**Your objective:** Quote each of the rows below word for word, leaving out the pictures.

**Provided records:**
______________________________

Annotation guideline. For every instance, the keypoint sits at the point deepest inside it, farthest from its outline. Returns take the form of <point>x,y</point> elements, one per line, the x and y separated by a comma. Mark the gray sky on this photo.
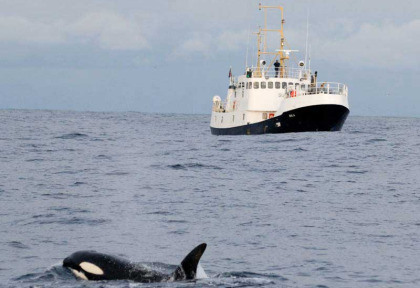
<point>174,55</point>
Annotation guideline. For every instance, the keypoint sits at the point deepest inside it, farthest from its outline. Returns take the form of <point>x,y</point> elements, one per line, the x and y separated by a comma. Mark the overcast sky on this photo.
<point>174,55</point>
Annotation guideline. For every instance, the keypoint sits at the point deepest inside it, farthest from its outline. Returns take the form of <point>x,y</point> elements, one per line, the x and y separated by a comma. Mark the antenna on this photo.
<point>247,49</point>
<point>307,34</point>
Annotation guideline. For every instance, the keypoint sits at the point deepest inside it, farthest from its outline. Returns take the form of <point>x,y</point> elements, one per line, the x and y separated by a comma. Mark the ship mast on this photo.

______________________________

**The output:**
Annotation guideline. For every instance, the keypoint sits at the point deepest inside it, farthest from its outline. Returns take the form of <point>x,y</point> elements, one per line, the x and y separated by a comma. Mark the gray sky on this photo.
<point>174,55</point>
Annotation guideline. For every instance, the keypoint sits at the point deepest inside it, farthest from its outline. Returns take the form of <point>x,y</point> elements, one per line, the x and y separated by a comma. Mark the overcast sky on this photo.
<point>174,55</point>
Annotation guideline. For every instance, the keypoint sits at the point deepest inside it, farthest from its outline. Returns take the form of <point>x,y</point> elements, one per line, the x and y separated by a comma. Mark the antenna on this photo.
<point>247,49</point>
<point>307,34</point>
Annotation guideline. For every instance, the keypoint sits at the point deepest inside it, farthest from its outline. Returns take the form of <point>x,y</point> elements, one per line, the x and y separated by a comma. Mark the ship mast on this photo.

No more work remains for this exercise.